-------- Record excerpts --------
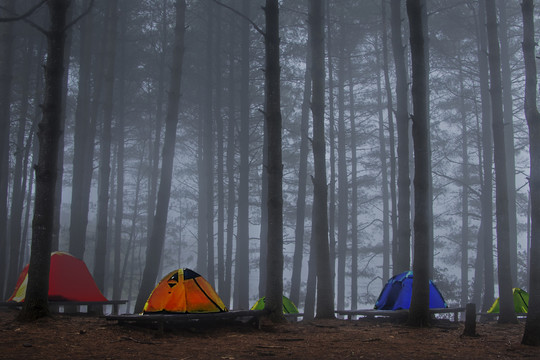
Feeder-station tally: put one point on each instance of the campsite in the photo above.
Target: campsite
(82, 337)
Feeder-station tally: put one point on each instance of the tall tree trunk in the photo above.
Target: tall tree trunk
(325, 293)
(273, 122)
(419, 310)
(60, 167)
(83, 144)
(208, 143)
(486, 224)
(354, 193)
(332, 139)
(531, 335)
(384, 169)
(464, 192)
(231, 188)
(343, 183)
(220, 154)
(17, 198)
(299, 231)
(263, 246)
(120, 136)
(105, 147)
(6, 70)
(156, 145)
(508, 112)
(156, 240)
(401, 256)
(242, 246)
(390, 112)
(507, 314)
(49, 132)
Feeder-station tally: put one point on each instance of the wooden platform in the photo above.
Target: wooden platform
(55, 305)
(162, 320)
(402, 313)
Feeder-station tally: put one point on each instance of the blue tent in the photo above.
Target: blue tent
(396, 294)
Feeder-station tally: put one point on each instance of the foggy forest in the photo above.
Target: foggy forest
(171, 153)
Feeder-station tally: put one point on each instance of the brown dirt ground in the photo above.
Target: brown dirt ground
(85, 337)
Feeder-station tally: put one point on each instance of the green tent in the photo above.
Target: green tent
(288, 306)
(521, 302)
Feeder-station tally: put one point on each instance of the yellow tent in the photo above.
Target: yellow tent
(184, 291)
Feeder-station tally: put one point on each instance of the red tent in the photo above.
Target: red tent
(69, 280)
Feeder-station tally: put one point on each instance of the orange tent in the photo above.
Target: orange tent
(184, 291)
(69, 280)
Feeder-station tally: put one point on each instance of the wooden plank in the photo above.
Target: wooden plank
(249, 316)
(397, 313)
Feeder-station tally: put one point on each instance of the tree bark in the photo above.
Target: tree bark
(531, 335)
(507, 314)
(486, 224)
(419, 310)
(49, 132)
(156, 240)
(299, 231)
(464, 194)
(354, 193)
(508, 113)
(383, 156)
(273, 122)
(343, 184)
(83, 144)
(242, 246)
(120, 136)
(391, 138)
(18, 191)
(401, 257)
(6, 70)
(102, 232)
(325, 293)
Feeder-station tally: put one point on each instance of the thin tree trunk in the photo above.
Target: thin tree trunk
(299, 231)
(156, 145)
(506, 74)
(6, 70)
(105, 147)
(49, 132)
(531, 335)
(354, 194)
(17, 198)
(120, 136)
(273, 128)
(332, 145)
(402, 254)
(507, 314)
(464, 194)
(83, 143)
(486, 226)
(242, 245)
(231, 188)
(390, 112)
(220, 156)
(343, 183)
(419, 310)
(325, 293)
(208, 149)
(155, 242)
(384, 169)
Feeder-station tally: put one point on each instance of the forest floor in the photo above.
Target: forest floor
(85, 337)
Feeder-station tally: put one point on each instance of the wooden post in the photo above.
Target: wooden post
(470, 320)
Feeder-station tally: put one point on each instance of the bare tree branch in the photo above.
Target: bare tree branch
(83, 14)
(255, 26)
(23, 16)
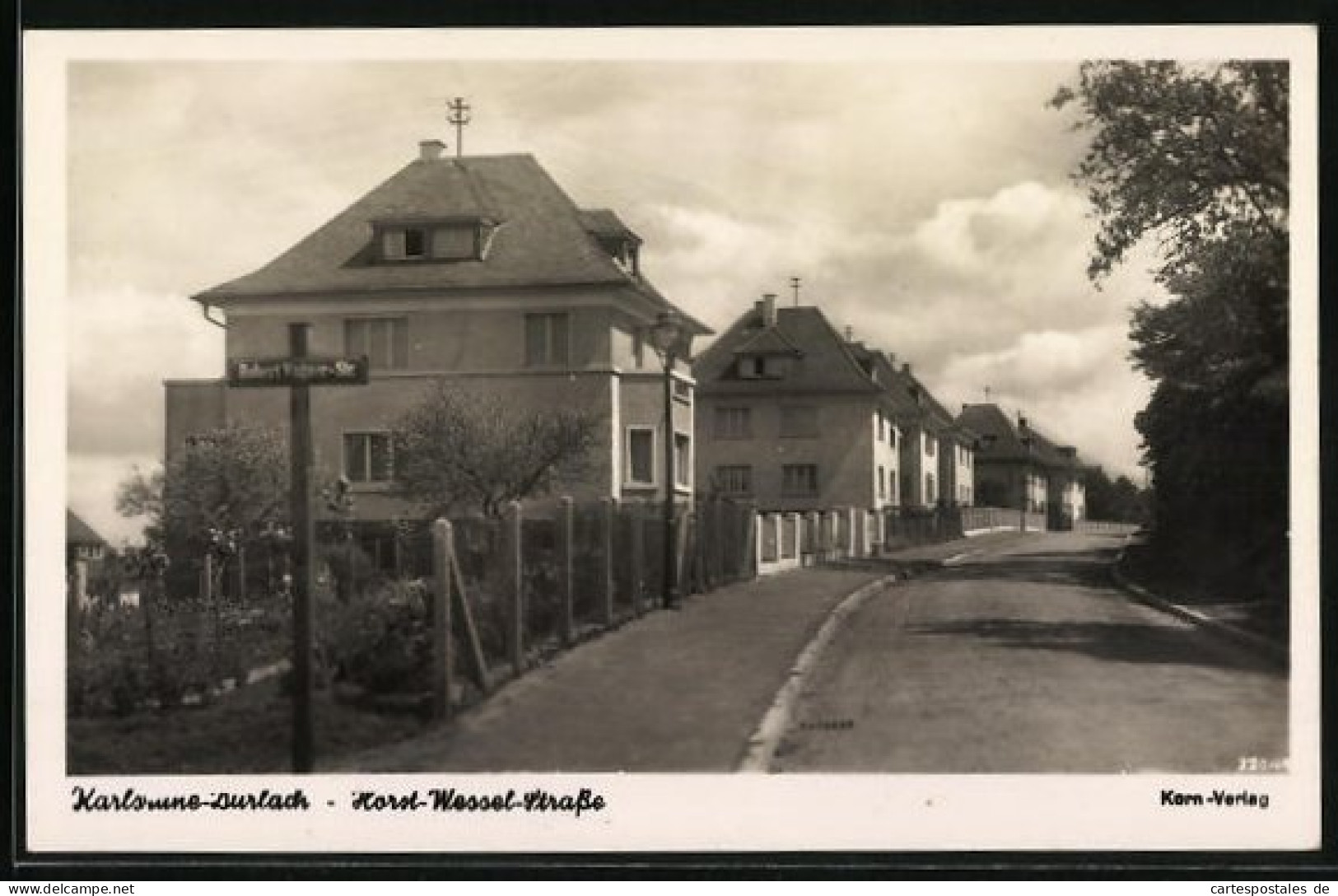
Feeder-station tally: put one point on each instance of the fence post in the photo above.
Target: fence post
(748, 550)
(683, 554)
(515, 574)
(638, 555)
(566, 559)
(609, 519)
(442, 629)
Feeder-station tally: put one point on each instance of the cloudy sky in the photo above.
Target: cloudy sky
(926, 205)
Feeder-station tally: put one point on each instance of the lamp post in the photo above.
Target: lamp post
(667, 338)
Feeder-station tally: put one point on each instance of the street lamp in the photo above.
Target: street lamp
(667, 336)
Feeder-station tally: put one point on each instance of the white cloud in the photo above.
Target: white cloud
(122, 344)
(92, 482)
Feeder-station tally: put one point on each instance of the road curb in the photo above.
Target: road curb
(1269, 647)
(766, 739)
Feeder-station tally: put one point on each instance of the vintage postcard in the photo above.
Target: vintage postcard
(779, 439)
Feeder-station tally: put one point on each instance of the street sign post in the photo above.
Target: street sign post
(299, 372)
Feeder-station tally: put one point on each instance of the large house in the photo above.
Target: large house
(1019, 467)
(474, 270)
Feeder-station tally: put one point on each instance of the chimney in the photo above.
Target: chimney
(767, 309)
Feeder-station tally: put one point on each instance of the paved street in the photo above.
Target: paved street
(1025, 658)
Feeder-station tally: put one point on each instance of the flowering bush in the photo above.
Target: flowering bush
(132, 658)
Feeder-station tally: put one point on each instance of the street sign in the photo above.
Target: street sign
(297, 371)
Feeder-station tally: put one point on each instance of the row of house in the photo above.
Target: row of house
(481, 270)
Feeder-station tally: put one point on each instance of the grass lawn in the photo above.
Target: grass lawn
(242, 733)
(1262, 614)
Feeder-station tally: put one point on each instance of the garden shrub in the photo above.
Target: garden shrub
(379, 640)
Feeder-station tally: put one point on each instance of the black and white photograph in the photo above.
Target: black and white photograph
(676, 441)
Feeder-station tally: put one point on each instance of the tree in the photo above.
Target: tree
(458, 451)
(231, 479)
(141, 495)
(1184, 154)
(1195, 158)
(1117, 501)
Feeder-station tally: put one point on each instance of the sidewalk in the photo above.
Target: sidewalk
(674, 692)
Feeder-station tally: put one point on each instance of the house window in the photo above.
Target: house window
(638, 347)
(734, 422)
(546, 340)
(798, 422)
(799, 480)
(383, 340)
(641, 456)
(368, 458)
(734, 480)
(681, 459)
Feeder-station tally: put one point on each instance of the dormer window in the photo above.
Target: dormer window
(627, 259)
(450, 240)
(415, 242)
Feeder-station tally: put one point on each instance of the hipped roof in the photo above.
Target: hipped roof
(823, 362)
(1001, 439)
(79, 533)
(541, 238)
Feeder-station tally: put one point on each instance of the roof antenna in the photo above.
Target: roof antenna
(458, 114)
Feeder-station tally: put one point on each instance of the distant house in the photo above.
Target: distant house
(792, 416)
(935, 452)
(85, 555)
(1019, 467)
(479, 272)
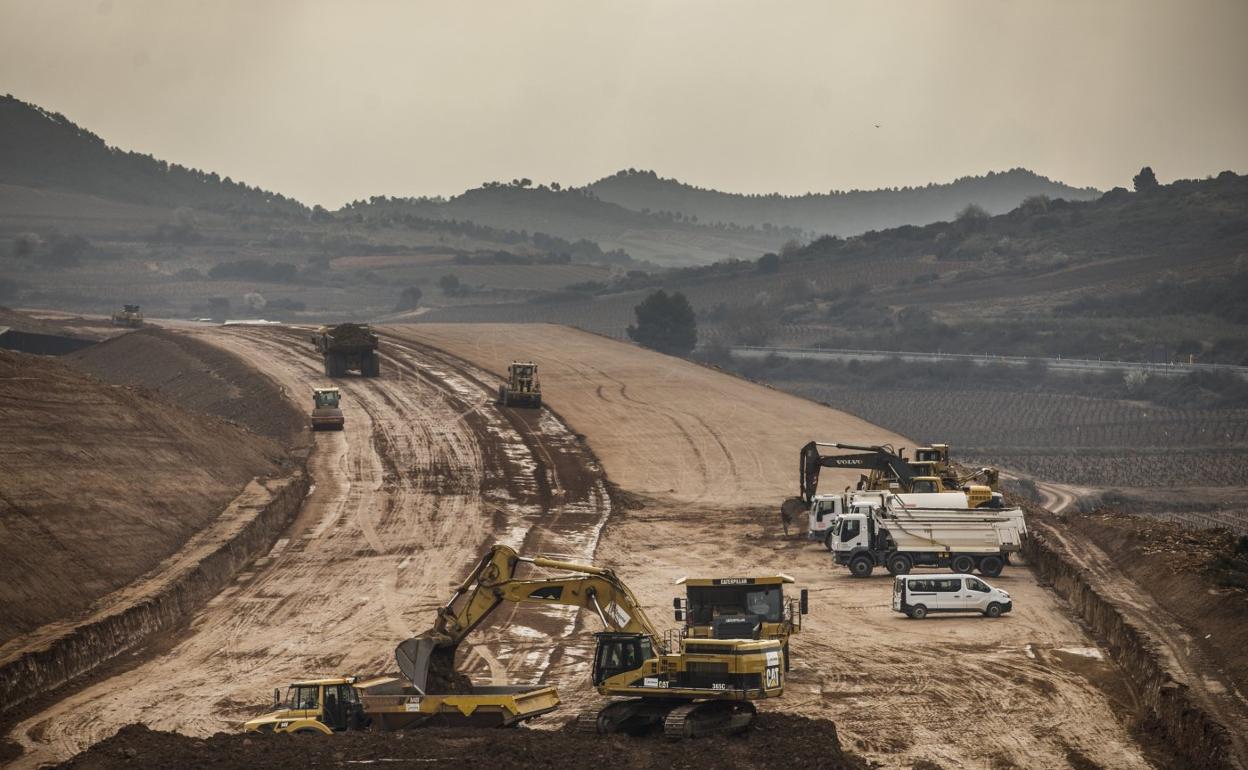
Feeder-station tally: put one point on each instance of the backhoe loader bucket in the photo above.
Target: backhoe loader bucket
--------
-------- Record excerpts --------
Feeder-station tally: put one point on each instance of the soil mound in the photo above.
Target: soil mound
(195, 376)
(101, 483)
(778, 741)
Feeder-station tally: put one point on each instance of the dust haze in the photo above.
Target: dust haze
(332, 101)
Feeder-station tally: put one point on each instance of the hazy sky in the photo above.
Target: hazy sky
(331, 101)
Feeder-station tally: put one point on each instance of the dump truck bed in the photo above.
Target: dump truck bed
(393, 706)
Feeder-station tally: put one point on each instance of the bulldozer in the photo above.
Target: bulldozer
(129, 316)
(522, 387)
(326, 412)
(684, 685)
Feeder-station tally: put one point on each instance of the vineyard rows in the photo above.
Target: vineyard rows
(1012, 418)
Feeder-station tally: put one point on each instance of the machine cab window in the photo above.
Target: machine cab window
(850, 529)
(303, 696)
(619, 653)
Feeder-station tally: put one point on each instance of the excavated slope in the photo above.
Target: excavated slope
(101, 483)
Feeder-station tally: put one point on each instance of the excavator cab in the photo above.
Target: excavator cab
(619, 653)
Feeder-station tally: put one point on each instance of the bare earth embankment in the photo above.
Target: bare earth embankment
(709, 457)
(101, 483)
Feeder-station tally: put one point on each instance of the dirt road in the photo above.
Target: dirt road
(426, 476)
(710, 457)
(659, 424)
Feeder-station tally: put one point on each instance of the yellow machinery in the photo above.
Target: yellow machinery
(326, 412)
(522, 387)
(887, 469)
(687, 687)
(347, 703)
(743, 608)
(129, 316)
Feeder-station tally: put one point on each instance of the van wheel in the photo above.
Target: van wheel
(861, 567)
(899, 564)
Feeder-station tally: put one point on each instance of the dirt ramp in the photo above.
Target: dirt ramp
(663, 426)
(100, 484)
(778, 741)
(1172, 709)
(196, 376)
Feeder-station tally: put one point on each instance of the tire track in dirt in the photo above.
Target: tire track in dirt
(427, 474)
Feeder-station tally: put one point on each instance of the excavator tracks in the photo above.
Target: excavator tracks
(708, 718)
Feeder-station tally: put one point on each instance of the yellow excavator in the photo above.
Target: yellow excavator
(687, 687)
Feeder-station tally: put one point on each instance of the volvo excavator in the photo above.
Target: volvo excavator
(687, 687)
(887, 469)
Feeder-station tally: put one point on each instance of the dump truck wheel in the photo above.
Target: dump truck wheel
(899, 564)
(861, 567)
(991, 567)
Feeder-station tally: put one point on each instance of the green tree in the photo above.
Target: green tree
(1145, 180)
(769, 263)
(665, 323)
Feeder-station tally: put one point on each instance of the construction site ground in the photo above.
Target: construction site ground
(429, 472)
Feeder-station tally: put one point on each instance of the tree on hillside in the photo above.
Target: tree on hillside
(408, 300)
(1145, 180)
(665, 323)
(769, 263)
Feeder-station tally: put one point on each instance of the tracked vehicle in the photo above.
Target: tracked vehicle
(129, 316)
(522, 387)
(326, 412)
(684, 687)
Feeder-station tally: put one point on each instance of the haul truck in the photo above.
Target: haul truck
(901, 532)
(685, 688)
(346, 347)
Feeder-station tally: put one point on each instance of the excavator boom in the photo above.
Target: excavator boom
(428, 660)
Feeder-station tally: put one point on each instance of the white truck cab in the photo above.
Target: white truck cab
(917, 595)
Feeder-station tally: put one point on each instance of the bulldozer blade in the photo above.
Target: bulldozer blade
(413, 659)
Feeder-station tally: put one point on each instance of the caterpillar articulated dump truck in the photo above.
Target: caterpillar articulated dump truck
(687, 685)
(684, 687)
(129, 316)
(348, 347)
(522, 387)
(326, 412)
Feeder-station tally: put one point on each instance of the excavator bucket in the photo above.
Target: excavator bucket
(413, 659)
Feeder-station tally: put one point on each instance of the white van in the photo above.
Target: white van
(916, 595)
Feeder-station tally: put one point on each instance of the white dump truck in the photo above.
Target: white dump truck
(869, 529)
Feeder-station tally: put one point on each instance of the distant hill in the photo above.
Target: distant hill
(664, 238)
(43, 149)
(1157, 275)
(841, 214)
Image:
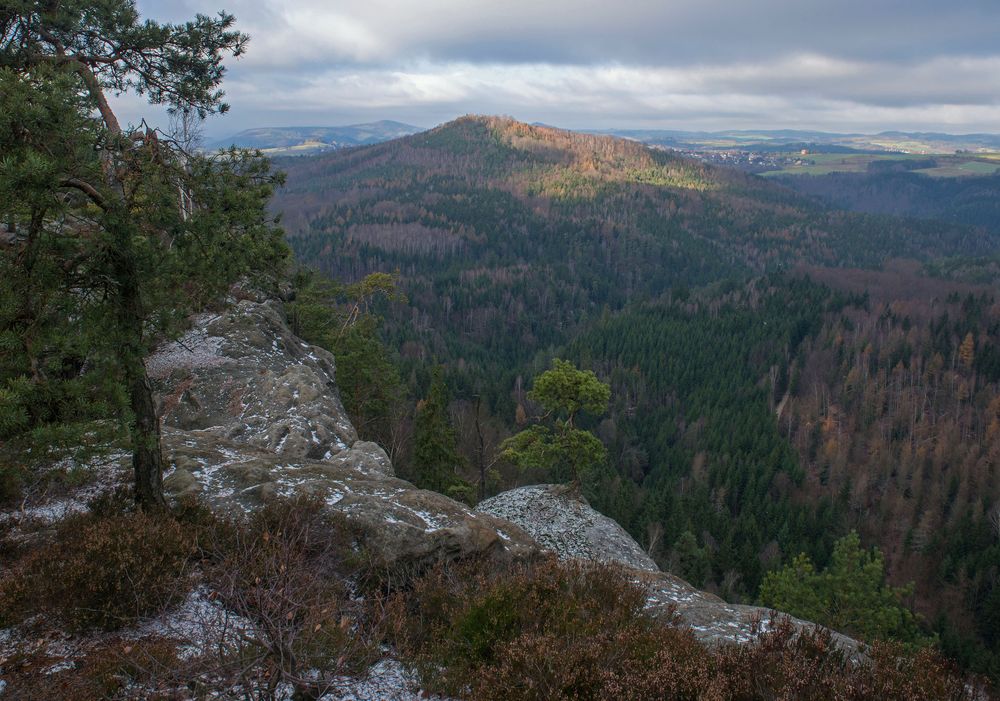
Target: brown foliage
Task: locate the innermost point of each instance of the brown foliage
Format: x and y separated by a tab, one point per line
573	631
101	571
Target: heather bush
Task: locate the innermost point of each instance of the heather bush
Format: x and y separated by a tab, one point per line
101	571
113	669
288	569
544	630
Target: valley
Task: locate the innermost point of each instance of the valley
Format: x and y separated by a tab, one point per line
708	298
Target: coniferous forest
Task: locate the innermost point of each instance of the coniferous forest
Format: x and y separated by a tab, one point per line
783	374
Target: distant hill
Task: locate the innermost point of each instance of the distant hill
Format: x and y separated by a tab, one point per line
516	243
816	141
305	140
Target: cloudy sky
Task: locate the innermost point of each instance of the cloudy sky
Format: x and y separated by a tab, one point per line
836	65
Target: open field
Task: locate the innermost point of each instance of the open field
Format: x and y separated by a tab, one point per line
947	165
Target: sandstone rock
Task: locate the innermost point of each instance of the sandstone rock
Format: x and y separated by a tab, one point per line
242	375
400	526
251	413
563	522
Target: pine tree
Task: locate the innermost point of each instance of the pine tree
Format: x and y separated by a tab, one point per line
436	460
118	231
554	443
--------
-------- Record excerpts --------
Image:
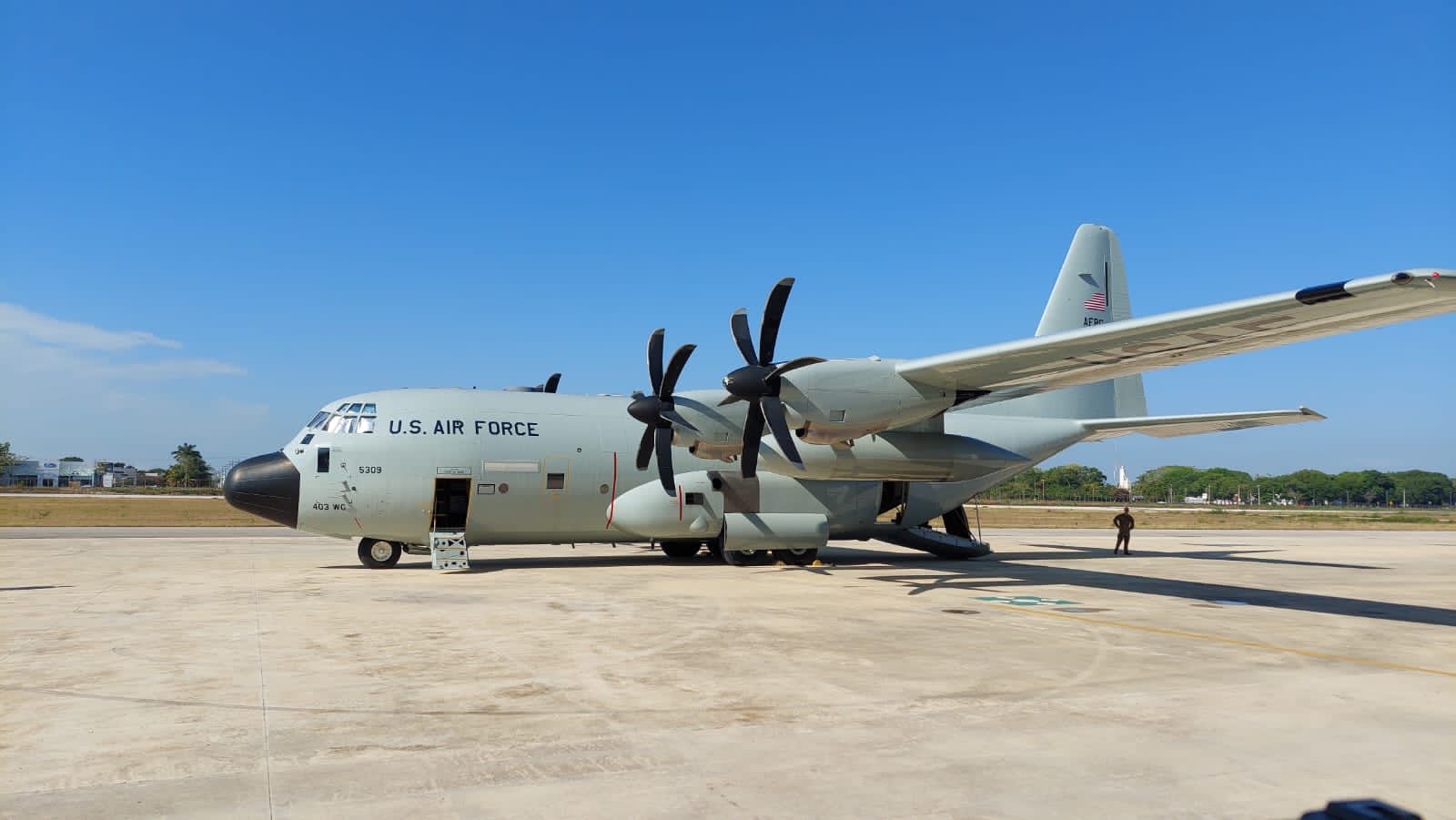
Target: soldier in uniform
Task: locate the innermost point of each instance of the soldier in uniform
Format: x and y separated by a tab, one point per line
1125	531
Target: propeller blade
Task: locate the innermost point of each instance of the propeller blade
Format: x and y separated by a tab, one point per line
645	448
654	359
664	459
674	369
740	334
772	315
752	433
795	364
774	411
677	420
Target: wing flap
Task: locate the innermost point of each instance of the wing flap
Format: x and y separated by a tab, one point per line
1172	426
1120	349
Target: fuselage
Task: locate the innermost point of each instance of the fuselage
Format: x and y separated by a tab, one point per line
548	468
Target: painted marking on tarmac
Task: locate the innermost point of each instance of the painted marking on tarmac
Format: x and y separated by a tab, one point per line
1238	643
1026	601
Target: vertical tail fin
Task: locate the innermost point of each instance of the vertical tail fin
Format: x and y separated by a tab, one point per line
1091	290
--------
→ **Exercise description**
Take the listing above and repeat exactly the lines from the one containing "Task: locate the innermost point of each instance of the heather" through the one containing "Target: sandstone rock", both included.

→ **Reply to the task**
Task: locate the innermost point of each instance of the heather bush
Format: x and y separated by a tab, one point per line
101	571
113	669
288	569
544	630
Target: valley
Task: locate the innermost point of each instance of the valley
Format: x and y separated by a tab, one point per line
708	298
Target: coniferous forest
Task: locate the innermost point of each instance of the coniferous forest
Format: x and y separated by a tab, one point per line
783	374
Target: distant hill
Task: locate the innermost point of each instance of the distant hill
Format: x and y separated by a tab, one point per line
516	243
816	141
305	140
Target: cloudy sky
Task: locate the innermost point of each instance of the cloudy sky
Format: x and y separated by a tab, one point per line
836	65
Target: open field
Task: locate the innermost point of each instance of the open field
Format: x and y separated by a tab, one point per line
947	165
Target: sandstone rock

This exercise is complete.